• TASK OBJECTIVE: Would you repeat every line of the data exactly?

• Dataset records:
*** Block opens ***

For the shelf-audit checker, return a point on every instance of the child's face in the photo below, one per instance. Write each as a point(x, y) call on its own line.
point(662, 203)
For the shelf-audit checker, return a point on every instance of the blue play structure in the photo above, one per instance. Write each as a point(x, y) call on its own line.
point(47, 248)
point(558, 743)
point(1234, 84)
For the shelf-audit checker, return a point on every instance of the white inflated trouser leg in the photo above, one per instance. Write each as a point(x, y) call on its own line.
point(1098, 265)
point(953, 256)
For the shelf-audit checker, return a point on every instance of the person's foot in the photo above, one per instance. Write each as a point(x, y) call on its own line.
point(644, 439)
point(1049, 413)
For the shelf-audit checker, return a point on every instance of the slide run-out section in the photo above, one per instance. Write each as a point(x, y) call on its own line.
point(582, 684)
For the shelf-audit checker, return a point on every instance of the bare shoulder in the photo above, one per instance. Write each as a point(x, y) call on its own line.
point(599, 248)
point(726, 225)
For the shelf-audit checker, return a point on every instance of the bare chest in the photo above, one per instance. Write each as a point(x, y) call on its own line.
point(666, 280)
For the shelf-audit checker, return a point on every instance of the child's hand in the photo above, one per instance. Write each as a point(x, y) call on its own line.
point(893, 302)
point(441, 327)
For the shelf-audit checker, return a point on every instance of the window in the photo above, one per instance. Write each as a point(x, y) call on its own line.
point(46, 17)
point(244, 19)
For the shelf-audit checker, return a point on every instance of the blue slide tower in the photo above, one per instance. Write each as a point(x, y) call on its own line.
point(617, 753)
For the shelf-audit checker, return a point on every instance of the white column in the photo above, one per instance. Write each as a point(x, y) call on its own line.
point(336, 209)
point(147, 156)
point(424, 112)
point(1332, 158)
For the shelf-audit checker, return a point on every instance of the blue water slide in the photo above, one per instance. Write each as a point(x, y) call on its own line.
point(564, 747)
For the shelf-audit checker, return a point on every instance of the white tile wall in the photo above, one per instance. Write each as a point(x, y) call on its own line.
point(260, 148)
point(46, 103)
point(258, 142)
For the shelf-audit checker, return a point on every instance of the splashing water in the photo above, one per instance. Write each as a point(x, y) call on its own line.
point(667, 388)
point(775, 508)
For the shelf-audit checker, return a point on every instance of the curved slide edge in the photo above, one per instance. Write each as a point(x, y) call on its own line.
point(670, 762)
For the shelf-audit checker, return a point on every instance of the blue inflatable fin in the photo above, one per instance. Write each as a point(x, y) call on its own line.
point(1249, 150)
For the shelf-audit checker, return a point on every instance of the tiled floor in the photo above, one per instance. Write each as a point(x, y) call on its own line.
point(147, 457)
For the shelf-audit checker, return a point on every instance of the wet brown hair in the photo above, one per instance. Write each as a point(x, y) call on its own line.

*** Block closes ***

• REPLY TO THE EXERCISE:
For the shelf-audit checker, return a point on every instance of the child's face in the photo below, one per instance. Write each as a point(x, y) call on its own line.
point(662, 203)
For the shelf-audit checker, return a point on every instance of the blue play structure in the photo above, one per instance. Write each as a point(x, y) call on its own line.
point(47, 248)
point(558, 743)
point(1234, 84)
For the shelf-audit checker, return a point on every instance of the white inflated trouser leg in the photo above, one per instance. Write each as a point(x, y) call on its own line.
point(1098, 265)
point(953, 256)
For the shelf-audit checker, return a point on every instance of the person's foot in the photo above, one per instance. Write each as a point(x, y) call on its own line.
point(644, 439)
point(1049, 413)
For the shelf-audit checker, return a point on every instance of the slide run-out section in the photo above, one per instance. Write each as a point(x, y) call on its own line.
point(582, 684)
For the shelf-audit checker, return a point on every instance of the bare shoulder in the photo above, one per instance. Write each as a point(x, y) call on its own line.
point(599, 248)
point(726, 225)
For the shelf-audit checker, return a point on every instance of the bare chest in the photo above, one per instance. Write each as a point(x, y) call on its own line.
point(666, 280)
For the shelf-audit checker, return a point on every instance of the child's hand in the photo above, one per instance. Write each as a point(x, y) call on its own line.
point(893, 302)
point(441, 327)
For the shelf-audit checker, return a point on every instance of the window in the photo above, one per instance. Write each as a point(x, y) call on its own line.
point(46, 17)
point(244, 19)
For the shelf-audit checker, return a point on every instance of the blue slide tower in the photo above, one per instance. Write each as a point(x, y) call on its own line.
point(617, 753)
For the shelf-audit checker, return a point on every instance of the white column in the photo above, one per instance. Write each as a point(x, y) call on its own line.
point(336, 209)
point(147, 156)
point(424, 112)
point(1332, 158)
For the shelf-audit checker, return a point on every instance of the blue water slide in the photo above, one per instance. Write each as a point(x, y) call on its own line.
point(564, 747)
For the shelf-audit checker, return a point on every instance of the white tile wall in the photo above, one per instance. Write each as a point(x, y) call on its own line.
point(260, 148)
point(46, 103)
point(258, 142)
For the shelf-audit checker, return a point on every instance of the splashing water in the photo above, one per instance. Write each as a point(x, y) call on its own line.
point(667, 388)
point(775, 508)
For the shelf-audit checker, return a point on every instance of the curved slide edge in the photo above, one per instance. Write each as a point(x, y) call on its own line.
point(670, 762)
For the shelf-audit checker, return a point on every instance of the blue inflatable fin in the photo above, one per instance. Write each as a point(x, y) call on its own line.
point(1249, 150)
For the shelf-audit checker, return a point on every instance of the tiled floor in the photo above, one per instance. Write each as a point(x, y) call on its own line.
point(147, 457)
For the shelf-audit checker, return a point on every instance of the wet brown hair in the photo above, one per instance. Write each as a point(x, y) call on its own line.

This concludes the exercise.